▶ _What is being asked_
Rewrite every line from the one containing "Mark each instance of the inflatable" through the end of the material, including the requests, and scale the point coordinates in the answers by 2.35, rounding each to a whole number with halves rounded up. Leave the numbers in the requests and their format samples unchanged.

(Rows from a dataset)
++++++++
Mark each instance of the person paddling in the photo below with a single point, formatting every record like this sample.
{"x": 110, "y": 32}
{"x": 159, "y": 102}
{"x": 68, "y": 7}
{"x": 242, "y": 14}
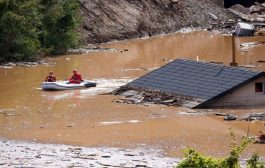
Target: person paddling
{"x": 76, "y": 78}
{"x": 50, "y": 78}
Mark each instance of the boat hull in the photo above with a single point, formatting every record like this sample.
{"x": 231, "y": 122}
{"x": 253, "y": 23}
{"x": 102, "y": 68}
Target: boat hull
{"x": 65, "y": 85}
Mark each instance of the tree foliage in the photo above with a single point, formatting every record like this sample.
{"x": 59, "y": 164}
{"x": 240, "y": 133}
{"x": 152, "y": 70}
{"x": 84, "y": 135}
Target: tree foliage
{"x": 194, "y": 159}
{"x": 31, "y": 27}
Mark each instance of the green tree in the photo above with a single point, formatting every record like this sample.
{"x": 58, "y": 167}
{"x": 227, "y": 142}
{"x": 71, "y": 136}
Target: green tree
{"x": 31, "y": 27}
{"x": 61, "y": 20}
{"x": 19, "y": 34}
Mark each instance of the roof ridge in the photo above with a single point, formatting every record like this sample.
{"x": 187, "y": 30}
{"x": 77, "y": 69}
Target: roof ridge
{"x": 218, "y": 65}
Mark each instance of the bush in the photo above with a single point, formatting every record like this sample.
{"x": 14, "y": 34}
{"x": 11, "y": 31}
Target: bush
{"x": 30, "y": 27}
{"x": 194, "y": 159}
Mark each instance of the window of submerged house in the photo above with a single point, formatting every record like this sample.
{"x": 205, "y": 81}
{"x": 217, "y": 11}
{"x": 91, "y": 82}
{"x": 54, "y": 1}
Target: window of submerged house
{"x": 258, "y": 87}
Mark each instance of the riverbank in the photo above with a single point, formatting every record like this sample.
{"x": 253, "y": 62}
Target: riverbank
{"x": 90, "y": 117}
{"x": 106, "y": 21}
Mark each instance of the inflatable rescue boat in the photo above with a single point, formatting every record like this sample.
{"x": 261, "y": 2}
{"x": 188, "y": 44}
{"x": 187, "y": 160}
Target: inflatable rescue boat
{"x": 65, "y": 85}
++++++++
▶ _Written response_
Mark each instance of the inflatable rescue boat in the photo above with a single point, formatting every record like this sample.
{"x": 261, "y": 2}
{"x": 188, "y": 44}
{"x": 187, "y": 160}
Target: inflatable rescue boat
{"x": 153, "y": 200}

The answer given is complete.